[Available data]:
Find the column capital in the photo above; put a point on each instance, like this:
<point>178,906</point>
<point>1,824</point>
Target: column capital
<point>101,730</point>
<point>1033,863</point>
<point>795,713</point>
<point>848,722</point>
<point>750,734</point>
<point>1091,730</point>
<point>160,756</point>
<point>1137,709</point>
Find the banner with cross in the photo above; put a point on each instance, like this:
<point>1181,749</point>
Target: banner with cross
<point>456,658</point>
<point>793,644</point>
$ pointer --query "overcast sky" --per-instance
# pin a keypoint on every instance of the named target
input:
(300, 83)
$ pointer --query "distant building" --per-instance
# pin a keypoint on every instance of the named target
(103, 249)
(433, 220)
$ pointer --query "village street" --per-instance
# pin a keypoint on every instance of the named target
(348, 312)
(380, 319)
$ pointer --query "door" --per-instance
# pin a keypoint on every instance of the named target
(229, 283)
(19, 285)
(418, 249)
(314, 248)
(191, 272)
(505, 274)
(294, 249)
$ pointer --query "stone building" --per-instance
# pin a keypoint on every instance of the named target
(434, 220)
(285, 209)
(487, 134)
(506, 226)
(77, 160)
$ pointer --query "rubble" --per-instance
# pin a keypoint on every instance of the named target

[Work instructions]: Beginning with the line that contains "<point>178,906</point>", retype every remaining line of the listing exactly, ending with the last one.

[Written reply]:
<point>178,906</point>
<point>1,824</point>
Target: column capital
<point>101,730</point>
<point>1033,863</point>
<point>795,713</point>
<point>848,722</point>
<point>750,734</point>
<point>1091,730</point>
<point>160,756</point>
<point>1137,709</point>
Find the banner with cross in the photo above; put a point on each instance, like this:
<point>1181,749</point>
Target: banner with cross
<point>456,658</point>
<point>793,644</point>
$ pointer --query "overcast sky" --per-instance
# pin a keypoint on every instance of the named target
input:
(300, 83)
$ pointer --query "distant building" --per-instance
# pin a keypoint on every instance of the named target
(103, 249)
(433, 220)
$ pointer --query "village street" --per-instance
# pin a keypoint on every instance of the named target
(348, 312)
(380, 319)
$ pointer --query "door" --per-instance
# pin a keypoint on every instance of the named target
(229, 283)
(19, 285)
(418, 249)
(314, 248)
(191, 272)
(505, 274)
(294, 249)
$ pointer --query "stone building" --per-instance
# pin a keypoint on every instance of the named target
(434, 220)
(285, 209)
(487, 134)
(506, 226)
(77, 160)
$ pointer --query "rubble" --per-instance
# pin a keypoint on every instance of the named target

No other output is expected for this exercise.